- Gestellte Aufgabe -
Gib die Zeilen vom Anfang der Daten bis einschließlich der Zeile mit „x=1172, y=852“ ohne Ausnahme erneut aus. Addiere dabei −141 zu jeder Zahl in den Koordinaten der Antworten.
════
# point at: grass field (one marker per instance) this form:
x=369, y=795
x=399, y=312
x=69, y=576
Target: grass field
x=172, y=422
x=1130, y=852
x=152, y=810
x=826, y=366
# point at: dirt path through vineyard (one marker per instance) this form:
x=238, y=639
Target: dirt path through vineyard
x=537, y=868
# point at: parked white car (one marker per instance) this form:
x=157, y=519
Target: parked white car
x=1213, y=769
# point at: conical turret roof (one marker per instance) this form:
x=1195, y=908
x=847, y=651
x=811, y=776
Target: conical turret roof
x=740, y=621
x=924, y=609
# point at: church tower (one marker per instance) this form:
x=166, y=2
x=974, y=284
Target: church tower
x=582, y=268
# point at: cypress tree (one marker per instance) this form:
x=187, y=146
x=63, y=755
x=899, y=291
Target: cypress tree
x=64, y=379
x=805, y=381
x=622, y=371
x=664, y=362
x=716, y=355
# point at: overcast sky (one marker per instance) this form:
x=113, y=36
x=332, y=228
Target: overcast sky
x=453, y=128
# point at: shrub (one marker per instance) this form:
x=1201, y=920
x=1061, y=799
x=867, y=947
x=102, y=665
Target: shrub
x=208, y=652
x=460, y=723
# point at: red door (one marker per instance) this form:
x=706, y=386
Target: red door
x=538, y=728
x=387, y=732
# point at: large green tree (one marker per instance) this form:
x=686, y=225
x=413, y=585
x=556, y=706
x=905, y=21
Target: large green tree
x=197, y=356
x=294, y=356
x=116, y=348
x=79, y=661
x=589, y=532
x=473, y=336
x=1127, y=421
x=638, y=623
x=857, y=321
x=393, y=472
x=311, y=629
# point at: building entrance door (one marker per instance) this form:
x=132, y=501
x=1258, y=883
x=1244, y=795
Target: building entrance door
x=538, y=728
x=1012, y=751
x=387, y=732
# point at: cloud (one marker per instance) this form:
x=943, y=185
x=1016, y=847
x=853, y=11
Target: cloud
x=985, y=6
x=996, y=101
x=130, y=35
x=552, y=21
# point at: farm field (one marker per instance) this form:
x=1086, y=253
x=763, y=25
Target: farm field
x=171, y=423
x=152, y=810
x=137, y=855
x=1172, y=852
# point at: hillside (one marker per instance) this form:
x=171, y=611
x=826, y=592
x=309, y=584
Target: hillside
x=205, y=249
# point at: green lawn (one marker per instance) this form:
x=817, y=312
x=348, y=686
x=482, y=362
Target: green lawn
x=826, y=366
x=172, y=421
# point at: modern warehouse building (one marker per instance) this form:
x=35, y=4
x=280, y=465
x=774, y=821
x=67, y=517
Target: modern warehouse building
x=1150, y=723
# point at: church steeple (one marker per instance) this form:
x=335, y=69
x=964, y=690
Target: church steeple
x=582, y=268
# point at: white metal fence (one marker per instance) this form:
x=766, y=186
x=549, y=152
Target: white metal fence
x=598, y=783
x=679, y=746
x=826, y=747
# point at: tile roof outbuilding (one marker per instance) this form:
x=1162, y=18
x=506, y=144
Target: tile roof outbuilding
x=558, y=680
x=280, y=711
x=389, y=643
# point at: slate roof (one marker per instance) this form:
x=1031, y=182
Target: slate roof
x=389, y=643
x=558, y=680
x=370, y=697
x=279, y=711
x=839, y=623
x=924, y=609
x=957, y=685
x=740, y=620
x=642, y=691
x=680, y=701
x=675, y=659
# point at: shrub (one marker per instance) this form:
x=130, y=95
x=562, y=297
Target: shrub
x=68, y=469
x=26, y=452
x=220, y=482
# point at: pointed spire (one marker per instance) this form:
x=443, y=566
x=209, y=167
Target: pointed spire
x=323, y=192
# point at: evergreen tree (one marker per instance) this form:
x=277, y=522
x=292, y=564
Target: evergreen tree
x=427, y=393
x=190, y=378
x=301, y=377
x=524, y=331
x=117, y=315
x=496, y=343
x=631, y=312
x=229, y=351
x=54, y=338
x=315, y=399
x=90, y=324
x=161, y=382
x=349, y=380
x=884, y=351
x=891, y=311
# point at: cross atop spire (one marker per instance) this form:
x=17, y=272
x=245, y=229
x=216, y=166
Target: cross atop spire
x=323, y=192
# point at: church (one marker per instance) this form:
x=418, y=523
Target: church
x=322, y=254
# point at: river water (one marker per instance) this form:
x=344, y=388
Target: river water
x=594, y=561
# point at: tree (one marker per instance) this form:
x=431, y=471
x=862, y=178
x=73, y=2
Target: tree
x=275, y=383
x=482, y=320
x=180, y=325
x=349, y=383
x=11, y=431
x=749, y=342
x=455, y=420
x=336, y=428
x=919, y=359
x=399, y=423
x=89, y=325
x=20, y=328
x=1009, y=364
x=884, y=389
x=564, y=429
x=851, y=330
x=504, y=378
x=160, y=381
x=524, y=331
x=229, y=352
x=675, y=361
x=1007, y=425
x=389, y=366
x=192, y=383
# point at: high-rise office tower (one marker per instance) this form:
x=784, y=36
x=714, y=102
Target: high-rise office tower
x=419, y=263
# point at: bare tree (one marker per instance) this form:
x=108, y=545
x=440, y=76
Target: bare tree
════
- Ergebnis -
# point at: grass field (one marker per instance) this form:
x=369, y=795
x=399, y=312
x=69, y=576
Target: grass field
x=31, y=281
x=989, y=711
x=11, y=669
x=685, y=225
# point at: dirt path through vineyard (one marker per instance) this form:
x=238, y=639
Target: dirt path through vineyard
x=396, y=727
# point at: parked white car (one marker per instance) this form:
x=157, y=519
Target: parked white car
x=1072, y=628
# point at: conical turret roof (one marker per instance) this form:
x=1195, y=908
x=847, y=651
x=811, y=776
Target: conical turret roof
x=599, y=480
x=783, y=468
# point at: church tower (one marker per instance) this form:
x=166, y=2
x=974, y=284
Target: church tower
x=441, y=127
# point at: cypress tree (one marker per instance) this form:
x=187, y=146
x=63, y=755
x=899, y=291
Target: cypress tree
x=-77, y=238
x=664, y=240
x=481, y=230
x=523, y=221
x=575, y=214
# point at: overcast sky (one marker per instance) this form:
x=113, y=36
x=332, y=228
Target: overcast sky
x=312, y=-13
# point at: shrub (one marker per instance) this form:
x=1201, y=920
x=1061, y=799
x=867, y=947
x=102, y=665
Target: shrub
x=67, y=511
x=319, y=582
# point at: red door (one marker per instance) this form:
x=706, y=386
Target: red door
x=397, y=587
x=246, y=591
# point at: large green tree (one marker per instance) this form:
x=686, y=225
x=413, y=585
x=556, y=706
x=905, y=21
Target: large green tree
x=56, y=215
x=153, y=215
x=-25, y=207
x=-62, y=520
x=448, y=391
x=332, y=195
x=986, y=280
x=497, y=482
x=716, y=180
x=252, y=331
x=170, y=488
# point at: building entrance door (one marker per instance) this form:
x=132, y=501
x=1258, y=883
x=1244, y=795
Target: building entrance door
x=397, y=587
x=871, y=610
x=246, y=591
# point at: cloud (one marker per instance) this form:
x=943, y=185
x=1016, y=847
x=853, y=11
Target: cloud
x=844, y=-135
x=855, y=-40
x=-11, y=-106
x=411, y=-120
# point at: farm field (one marker per instance) this form:
x=1086, y=253
x=763, y=25
Target: farm field
x=30, y=282
x=11, y=669
x=-4, y=714
x=1031, y=711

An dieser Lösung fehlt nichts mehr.